▼

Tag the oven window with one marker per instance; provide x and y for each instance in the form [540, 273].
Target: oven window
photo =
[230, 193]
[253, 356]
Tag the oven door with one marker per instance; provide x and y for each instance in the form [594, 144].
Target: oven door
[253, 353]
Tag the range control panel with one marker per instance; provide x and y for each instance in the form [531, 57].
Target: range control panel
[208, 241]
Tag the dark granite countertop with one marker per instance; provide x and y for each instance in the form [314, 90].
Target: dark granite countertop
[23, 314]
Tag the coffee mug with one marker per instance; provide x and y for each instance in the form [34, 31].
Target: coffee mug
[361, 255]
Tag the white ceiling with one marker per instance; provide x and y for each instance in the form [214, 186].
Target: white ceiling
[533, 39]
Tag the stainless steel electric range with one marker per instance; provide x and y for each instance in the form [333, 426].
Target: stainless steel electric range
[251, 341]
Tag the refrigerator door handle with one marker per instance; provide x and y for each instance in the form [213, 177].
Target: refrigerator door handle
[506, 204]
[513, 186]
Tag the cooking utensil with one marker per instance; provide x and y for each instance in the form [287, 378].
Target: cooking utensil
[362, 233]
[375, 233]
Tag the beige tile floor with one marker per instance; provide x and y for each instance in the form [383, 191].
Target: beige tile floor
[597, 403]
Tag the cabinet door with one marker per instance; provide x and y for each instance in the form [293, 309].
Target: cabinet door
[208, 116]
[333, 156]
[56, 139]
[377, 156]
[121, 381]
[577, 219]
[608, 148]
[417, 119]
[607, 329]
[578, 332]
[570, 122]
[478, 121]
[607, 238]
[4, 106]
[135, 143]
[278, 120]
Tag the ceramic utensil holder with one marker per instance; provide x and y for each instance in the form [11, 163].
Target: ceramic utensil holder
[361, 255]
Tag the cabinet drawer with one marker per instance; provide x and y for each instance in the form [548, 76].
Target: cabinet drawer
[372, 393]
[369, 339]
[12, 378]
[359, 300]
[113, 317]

▲
▼

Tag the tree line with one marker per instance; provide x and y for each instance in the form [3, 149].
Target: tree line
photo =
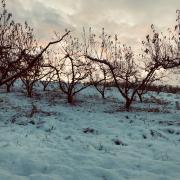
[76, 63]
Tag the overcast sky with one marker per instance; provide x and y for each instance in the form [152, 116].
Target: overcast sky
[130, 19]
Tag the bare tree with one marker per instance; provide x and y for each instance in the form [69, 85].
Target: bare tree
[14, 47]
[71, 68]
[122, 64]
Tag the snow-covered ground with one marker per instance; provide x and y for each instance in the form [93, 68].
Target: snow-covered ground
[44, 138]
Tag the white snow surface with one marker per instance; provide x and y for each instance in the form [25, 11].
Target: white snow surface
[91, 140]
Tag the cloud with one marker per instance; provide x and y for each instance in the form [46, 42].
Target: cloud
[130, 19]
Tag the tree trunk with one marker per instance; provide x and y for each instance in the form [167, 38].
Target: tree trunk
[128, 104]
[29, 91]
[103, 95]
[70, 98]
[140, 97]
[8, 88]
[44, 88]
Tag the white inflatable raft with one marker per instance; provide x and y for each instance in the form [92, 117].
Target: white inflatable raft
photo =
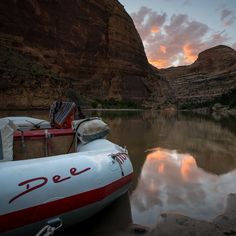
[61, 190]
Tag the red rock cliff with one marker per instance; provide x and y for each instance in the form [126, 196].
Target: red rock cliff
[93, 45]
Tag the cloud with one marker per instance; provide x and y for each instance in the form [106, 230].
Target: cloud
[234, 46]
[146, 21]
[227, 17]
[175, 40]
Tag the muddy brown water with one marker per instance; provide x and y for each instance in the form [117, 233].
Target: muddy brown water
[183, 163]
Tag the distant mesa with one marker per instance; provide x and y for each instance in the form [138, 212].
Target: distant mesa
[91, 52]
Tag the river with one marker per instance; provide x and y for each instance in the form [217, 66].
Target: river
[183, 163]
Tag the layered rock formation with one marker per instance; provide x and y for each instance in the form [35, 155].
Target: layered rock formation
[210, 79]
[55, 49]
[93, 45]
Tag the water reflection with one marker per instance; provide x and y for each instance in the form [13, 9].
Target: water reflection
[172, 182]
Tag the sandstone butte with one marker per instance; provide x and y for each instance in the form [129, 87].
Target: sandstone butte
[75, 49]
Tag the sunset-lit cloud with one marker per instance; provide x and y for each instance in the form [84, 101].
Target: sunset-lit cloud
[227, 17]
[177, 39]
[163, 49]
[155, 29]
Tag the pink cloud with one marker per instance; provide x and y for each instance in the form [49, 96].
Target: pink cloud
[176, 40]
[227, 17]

▲
▼

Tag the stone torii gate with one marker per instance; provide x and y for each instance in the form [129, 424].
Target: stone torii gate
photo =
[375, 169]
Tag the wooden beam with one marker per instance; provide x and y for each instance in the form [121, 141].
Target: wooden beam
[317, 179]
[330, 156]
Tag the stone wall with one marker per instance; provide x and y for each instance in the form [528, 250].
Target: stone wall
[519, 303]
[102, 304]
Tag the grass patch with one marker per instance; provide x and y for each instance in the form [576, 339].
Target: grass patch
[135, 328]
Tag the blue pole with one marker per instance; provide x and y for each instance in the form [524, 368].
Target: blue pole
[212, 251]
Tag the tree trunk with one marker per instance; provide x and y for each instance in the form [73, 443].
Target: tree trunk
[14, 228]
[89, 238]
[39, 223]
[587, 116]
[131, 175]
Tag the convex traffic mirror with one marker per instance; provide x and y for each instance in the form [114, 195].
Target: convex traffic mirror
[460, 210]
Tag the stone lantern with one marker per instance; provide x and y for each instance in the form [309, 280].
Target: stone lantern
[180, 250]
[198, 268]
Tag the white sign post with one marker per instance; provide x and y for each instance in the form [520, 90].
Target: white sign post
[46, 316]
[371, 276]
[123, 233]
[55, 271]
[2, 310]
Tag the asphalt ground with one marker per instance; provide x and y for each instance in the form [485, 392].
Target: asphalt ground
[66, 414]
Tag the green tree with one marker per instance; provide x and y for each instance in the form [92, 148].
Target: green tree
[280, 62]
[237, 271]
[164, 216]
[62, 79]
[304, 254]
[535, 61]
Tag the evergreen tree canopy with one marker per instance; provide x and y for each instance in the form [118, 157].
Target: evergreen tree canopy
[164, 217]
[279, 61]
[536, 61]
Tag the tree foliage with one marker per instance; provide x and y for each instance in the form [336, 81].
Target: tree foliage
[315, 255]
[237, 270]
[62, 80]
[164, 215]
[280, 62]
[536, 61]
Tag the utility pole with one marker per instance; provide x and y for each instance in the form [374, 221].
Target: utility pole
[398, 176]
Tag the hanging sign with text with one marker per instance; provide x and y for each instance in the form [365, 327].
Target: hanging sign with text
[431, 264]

▲

- _EXERCISE_
Pull out every line of the records that contains the string "sandstone" and copy each one unchanged.

- _FULL OUTPUT_
Tag the sandstone butte with one marker per instance; provide x and y for each instance in the form [129, 87].
Target: sandstone butte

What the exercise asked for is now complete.